Supplied passage:
This repository is configured for Hugging Face Spaces (Docker SDK):
- README front matter defines Space metadata.
- `.github/workflows/main.yml` syncs `main` branch to HF Space.
- `.github/workflows/space-keepalive.yml` pings the deployed Space every 12 hours.

## Operational Notes

- Data artifacts are currently committed to the repository (`data/*.pkl`, `.faiss`).
- CORS in `app.py` is permissive (`allow_origins=["*"]`) and suitable for dev/demo, not strict production hardening.
- `frontend/index.html` references `assets/images/hero-background.jpg`, but this file is not present in `frontend/assets/images/`.
- `api/embed_transcripts.py` currently treats `transcript_index` as a directory path (`mkdir`) though it is configured as a file path; this affects index regeneration workflows.

## Troubleshooting

- `Error: AI client not configured.`
  - Ensure `GROQ_API_KEY` is set in the shell/container before startup.

- `No relevant transcripts found` (`404` from `/ask`)
  - Check that `data/transcript_index.faiss`, `data/file_paths.pkl`, and `data/transcripts.pkl` exist and are compatible.

- API starts but UI looks incomplete
  - Verify static assets under `frontend/assets/images/`.

- Subtitle download stage fails
  - Install `yt-dlp` and verify network access and YouTube rate limits.

Tasks:
a. List every problem named under the Troubleshooting heading of the README excerpt.
b. Set down, word for word, the part of the README excerpt starting with "This repository is" and going on through "every 12 hours.".
c. Translate this sentence from the README excerpt into Spanish: "Ensure `GROQ_API_KEY` is set in the shell/container before startup."
The listing is drawn from a source separate from the README excerpt.

Excerpted records:
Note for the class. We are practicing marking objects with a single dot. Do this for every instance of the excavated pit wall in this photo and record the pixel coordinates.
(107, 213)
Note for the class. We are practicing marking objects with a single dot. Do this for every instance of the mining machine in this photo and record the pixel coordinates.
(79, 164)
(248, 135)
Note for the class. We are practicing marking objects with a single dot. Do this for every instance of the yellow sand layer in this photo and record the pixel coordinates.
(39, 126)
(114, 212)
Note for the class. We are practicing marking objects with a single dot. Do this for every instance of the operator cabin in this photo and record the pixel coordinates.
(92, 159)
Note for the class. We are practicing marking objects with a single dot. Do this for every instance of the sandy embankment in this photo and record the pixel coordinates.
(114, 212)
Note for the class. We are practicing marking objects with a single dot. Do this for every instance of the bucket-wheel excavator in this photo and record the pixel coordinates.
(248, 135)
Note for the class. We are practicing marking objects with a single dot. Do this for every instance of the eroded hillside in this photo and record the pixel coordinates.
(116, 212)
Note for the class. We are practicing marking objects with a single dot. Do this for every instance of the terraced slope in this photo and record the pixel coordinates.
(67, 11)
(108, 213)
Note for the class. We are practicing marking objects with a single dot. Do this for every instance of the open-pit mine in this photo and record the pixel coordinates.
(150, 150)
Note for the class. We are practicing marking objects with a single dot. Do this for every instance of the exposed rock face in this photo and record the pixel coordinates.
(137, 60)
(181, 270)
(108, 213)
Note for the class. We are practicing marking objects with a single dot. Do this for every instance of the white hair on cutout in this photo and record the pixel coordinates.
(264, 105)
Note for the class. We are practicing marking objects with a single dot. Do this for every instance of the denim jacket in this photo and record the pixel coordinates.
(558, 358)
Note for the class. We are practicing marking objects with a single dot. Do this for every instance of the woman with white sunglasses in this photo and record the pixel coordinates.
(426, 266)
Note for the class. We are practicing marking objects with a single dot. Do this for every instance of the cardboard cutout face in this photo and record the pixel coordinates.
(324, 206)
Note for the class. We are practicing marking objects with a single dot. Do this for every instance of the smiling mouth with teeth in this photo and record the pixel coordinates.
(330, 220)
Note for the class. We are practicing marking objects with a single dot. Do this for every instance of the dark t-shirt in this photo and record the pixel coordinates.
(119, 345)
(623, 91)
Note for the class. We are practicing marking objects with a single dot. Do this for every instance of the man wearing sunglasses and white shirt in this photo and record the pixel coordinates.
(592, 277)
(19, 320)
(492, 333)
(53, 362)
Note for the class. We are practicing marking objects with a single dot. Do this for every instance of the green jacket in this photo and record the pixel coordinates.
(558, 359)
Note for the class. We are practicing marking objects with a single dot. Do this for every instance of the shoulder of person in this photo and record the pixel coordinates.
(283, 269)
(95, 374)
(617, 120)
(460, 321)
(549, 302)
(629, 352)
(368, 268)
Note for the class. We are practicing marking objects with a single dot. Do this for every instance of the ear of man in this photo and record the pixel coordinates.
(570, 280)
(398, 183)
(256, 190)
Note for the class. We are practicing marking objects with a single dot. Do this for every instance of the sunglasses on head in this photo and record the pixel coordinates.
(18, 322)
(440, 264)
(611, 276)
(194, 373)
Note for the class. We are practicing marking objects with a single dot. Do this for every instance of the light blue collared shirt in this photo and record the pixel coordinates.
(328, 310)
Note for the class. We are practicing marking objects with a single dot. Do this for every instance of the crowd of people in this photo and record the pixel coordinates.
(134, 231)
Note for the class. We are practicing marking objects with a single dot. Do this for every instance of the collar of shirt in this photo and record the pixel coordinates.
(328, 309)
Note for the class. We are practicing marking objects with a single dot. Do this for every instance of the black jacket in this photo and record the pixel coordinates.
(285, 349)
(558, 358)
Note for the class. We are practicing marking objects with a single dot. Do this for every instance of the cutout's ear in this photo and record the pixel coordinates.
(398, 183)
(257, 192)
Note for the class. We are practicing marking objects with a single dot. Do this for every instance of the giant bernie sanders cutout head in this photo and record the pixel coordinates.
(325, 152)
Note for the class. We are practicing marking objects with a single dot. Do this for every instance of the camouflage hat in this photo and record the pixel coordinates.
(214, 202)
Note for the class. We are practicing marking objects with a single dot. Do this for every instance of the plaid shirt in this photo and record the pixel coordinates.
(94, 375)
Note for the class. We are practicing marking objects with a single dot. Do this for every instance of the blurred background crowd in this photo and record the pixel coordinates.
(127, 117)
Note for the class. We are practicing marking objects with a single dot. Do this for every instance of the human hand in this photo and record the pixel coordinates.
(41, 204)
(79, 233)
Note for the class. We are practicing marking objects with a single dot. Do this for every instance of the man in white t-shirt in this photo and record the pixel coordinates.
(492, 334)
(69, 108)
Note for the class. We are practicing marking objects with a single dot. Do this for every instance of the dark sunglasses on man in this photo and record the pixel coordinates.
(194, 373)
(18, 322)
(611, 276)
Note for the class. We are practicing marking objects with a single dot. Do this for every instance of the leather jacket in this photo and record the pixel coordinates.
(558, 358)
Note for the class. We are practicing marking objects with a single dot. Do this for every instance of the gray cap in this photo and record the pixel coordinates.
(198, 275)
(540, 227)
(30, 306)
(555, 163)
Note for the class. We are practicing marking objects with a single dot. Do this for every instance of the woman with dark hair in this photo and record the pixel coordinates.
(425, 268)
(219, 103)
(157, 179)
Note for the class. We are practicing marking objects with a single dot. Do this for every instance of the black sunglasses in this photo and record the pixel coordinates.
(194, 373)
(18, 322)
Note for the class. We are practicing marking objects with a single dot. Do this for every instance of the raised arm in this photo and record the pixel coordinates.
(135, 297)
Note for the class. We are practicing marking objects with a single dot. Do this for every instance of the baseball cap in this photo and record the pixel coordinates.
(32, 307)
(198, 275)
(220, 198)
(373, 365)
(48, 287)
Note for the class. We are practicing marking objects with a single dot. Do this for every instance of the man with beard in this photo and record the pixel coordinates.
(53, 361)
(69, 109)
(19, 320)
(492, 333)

The replies:
a.
- `Error: AI client not configured.`
- `No relevant transcripts found` (`404` from `/ask`)
- API starts but UI looks incomplete
- Subtitle download stage fails

b.
This repository is configured for Hugging Face Spaces (Docker SDK):
- README front matter defines Space metadata.
- `.github/workflows/main.yml` syncs `main` branch to HF Space.
- `.github/workflows/space-keepalive.yml` pings the deployed Space every 12 hours.

c. Asegúrese de que `GROQ_API_KEY` esté definida en el shell/contenedor antes del inicio.